# [TASK DESCRIPTION]
List the lines from the first one through the line containing "xmin=232 ymin=345 xmax=241 ymax=390" as a JSON array of strings, one string per line, with blank lines omitted.

# [INFORMATION PROVIDED]
########################################
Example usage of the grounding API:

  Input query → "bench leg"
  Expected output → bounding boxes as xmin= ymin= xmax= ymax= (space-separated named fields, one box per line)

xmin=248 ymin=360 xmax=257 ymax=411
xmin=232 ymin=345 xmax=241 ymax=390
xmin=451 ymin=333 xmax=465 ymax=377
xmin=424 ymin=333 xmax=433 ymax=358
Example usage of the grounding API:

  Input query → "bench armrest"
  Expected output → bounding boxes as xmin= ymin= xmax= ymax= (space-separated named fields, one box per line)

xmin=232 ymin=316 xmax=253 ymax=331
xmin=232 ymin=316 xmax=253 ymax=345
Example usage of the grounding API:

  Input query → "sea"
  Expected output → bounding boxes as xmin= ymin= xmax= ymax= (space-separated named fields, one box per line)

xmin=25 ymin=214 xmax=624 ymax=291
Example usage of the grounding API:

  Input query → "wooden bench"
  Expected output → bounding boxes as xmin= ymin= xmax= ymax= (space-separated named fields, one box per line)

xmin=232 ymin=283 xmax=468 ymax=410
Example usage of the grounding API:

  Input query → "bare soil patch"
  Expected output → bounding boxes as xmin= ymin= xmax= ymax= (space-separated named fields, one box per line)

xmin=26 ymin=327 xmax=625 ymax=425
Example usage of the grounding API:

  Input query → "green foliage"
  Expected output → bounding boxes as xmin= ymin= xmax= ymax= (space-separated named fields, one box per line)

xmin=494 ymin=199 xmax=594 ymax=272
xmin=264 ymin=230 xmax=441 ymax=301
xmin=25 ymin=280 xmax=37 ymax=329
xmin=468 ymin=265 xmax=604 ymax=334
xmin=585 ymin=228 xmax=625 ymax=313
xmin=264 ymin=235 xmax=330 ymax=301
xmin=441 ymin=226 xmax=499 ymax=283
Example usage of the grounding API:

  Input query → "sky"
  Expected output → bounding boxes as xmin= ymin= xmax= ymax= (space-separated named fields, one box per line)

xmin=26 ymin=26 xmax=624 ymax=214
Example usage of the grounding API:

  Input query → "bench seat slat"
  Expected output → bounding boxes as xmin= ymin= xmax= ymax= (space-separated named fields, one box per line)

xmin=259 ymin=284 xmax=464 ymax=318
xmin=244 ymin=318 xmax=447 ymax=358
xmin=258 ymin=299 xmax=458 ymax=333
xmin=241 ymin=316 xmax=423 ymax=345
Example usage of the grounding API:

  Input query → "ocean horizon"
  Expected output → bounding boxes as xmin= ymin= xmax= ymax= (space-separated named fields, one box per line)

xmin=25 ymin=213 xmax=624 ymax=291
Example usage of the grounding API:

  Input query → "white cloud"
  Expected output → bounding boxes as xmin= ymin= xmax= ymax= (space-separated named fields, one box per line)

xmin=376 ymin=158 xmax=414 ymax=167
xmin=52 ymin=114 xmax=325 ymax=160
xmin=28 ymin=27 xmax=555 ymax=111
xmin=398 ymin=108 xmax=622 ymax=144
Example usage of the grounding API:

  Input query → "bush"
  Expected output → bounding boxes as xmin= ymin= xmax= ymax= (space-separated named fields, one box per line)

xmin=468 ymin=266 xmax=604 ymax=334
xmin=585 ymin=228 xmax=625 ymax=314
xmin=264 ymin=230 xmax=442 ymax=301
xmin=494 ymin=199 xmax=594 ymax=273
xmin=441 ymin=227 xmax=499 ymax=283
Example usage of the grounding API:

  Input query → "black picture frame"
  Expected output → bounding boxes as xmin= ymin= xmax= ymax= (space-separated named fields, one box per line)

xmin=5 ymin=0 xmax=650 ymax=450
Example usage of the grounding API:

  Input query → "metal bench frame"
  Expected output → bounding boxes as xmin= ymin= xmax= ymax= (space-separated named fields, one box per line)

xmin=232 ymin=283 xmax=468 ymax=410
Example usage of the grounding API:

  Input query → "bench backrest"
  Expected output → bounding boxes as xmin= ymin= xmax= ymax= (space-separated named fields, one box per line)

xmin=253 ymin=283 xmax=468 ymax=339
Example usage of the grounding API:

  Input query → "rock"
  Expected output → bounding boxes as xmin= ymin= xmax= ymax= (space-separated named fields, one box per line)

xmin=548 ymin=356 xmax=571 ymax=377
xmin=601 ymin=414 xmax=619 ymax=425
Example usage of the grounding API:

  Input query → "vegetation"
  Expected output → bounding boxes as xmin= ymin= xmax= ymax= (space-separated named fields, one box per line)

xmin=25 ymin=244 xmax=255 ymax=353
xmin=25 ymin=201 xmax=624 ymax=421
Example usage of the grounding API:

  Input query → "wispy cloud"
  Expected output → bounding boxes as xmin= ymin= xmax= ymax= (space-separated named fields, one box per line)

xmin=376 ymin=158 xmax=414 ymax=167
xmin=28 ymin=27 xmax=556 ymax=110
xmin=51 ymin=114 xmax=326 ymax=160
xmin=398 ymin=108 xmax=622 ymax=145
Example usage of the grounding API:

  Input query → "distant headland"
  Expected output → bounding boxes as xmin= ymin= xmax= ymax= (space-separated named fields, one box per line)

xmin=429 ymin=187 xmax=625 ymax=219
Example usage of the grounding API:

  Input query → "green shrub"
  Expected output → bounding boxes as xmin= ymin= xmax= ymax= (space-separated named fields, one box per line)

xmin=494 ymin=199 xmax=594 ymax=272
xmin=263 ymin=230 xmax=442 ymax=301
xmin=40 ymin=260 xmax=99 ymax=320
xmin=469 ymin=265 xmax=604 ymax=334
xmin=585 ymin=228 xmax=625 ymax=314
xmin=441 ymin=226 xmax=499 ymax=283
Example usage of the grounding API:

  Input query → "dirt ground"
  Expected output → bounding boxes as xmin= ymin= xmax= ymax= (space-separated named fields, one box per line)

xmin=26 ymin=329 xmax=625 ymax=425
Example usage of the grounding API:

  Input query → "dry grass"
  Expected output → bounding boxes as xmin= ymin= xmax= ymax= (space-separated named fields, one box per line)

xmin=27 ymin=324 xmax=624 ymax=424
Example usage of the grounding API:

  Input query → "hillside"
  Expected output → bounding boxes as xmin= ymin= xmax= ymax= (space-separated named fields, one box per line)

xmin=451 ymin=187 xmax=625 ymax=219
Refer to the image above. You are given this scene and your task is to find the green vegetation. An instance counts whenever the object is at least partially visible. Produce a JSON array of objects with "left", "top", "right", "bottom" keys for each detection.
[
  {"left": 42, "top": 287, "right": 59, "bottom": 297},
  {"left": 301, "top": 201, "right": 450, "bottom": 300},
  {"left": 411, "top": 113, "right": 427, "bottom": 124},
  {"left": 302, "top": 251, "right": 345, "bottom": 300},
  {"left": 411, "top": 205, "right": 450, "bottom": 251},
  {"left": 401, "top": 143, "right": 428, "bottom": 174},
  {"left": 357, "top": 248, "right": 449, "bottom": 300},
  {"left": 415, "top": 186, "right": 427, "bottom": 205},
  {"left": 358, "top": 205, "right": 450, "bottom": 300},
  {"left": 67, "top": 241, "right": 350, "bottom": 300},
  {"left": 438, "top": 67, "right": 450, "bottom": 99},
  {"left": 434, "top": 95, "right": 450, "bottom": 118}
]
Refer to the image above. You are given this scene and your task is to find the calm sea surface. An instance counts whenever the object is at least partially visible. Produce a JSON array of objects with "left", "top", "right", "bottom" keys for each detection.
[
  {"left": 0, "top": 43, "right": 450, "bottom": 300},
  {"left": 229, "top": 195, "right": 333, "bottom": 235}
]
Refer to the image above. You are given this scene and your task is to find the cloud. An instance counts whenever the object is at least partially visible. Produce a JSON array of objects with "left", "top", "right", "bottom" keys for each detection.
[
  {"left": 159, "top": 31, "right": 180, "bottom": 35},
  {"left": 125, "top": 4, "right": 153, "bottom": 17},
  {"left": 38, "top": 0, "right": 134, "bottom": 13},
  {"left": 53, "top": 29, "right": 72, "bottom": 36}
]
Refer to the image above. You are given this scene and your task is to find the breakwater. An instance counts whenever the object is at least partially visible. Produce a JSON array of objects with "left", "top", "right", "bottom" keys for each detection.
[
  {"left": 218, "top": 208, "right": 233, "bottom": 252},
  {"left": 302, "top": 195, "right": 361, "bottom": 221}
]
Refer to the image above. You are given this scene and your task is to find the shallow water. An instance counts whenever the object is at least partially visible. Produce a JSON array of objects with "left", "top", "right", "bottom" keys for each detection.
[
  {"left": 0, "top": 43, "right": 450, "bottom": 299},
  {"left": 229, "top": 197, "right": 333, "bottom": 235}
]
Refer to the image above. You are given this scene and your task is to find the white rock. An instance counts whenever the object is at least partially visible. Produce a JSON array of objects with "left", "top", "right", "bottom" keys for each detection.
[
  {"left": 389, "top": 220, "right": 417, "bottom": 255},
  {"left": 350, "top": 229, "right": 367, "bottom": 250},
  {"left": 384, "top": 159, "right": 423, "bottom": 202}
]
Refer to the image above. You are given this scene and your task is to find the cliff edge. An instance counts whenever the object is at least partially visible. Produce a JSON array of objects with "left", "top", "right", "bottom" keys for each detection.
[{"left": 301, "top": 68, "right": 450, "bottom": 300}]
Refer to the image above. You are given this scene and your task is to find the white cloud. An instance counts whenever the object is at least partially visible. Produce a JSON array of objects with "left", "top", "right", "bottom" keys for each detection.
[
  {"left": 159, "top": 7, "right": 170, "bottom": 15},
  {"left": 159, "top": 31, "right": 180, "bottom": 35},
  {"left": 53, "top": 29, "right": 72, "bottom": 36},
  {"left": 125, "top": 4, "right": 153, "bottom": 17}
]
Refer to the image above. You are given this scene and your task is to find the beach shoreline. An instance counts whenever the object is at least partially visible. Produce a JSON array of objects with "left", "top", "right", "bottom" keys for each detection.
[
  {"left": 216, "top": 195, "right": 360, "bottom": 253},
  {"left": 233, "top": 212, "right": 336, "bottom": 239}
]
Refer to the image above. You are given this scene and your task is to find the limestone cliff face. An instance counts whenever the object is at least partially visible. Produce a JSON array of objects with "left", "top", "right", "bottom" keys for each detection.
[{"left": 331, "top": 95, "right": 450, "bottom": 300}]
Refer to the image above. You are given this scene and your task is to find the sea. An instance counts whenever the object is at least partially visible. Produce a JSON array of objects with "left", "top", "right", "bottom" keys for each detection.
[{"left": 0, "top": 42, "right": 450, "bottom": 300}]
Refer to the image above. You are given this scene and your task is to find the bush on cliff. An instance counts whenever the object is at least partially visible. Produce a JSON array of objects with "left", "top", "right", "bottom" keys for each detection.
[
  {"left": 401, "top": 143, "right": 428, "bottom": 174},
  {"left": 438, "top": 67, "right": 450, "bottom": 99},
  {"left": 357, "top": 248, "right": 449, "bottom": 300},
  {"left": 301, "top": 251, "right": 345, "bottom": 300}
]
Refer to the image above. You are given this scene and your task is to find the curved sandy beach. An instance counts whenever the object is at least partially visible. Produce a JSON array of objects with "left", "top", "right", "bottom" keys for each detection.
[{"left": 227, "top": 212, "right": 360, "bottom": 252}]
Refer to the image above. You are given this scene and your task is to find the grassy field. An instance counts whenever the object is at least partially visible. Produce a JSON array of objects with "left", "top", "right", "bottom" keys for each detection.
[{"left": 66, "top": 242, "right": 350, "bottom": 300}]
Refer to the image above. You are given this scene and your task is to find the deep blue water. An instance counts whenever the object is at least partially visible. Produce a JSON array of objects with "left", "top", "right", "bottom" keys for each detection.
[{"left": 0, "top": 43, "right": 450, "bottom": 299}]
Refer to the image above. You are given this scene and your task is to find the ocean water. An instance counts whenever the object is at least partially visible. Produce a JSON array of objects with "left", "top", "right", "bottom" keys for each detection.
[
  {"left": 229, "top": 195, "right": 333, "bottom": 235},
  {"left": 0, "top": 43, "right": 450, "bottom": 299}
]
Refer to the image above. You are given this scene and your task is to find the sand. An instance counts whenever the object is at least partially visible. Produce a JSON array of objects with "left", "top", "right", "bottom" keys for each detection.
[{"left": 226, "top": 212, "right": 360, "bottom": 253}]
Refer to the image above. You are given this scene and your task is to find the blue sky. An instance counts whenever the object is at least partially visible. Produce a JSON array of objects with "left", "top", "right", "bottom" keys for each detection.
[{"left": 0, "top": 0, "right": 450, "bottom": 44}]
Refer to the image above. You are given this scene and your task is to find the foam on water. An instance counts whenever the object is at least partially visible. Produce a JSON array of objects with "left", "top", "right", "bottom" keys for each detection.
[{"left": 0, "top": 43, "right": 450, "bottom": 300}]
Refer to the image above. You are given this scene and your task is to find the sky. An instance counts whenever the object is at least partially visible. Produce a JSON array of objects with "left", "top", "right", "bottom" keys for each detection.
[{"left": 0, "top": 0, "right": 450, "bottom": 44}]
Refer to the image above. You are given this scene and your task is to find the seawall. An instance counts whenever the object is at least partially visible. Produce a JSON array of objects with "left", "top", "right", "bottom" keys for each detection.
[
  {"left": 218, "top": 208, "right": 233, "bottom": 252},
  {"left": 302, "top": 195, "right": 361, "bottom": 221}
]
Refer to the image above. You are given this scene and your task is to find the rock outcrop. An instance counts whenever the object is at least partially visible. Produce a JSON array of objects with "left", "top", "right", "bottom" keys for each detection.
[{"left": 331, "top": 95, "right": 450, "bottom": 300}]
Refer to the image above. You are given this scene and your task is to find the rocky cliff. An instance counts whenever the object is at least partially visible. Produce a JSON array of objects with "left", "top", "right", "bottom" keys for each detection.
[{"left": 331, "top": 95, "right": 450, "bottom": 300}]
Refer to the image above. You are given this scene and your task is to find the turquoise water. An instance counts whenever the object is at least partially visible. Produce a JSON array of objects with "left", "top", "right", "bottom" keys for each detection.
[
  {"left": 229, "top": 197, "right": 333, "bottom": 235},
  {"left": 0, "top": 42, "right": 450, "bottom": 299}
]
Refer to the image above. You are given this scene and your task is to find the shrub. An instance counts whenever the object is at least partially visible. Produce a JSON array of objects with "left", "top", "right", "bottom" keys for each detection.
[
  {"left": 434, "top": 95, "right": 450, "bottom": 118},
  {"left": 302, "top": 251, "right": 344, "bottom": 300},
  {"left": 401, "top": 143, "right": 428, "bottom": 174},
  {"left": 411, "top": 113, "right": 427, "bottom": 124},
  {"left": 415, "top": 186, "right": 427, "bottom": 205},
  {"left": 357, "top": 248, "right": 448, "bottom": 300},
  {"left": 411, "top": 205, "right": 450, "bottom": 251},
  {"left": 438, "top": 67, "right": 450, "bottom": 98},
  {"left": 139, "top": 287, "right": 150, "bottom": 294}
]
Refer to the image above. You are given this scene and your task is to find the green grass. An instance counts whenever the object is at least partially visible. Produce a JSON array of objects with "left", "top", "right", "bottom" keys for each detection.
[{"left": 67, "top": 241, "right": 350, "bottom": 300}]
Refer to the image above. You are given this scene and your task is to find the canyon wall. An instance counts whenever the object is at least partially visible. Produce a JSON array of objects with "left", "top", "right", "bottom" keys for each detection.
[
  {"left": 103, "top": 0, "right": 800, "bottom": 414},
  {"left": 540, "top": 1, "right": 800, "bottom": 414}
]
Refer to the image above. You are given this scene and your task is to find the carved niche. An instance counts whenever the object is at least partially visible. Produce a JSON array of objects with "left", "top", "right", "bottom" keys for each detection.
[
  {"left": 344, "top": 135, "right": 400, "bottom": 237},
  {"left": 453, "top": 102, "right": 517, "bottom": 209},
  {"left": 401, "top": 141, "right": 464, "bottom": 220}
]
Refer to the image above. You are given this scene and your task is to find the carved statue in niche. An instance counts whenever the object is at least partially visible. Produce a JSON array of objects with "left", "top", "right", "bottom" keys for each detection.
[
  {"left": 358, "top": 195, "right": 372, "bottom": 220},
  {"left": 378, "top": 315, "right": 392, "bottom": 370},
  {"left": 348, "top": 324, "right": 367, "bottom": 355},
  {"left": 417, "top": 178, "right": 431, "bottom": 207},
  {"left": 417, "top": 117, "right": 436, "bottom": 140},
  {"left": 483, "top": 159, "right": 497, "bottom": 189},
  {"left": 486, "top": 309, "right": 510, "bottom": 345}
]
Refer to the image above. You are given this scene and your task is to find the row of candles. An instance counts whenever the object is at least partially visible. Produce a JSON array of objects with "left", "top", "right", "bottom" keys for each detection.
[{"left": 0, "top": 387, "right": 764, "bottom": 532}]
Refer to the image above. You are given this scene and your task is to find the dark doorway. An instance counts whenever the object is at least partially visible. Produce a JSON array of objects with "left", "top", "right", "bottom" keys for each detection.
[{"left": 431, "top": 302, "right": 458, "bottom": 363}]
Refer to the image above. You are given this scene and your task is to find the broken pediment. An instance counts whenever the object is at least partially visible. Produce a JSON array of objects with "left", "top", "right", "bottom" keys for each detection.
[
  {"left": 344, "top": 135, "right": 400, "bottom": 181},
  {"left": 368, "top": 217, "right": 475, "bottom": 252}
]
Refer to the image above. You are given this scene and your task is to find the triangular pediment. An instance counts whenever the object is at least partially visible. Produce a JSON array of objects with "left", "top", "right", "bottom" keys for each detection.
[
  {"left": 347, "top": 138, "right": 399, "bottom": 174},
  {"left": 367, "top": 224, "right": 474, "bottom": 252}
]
########################################
# [EXERCISE SOLUTION]
[
  "Example usage of the grounding API:",
  "  Input query → \"bench leg\"",
  "  Expected output → bounding boxes as xmin= ymin= xmax= ymax= (space-separated named fields, one box per line)",
  "xmin=248 ymin=360 xmax=257 ymax=411",
  "xmin=232 ymin=345 xmax=241 ymax=390"
]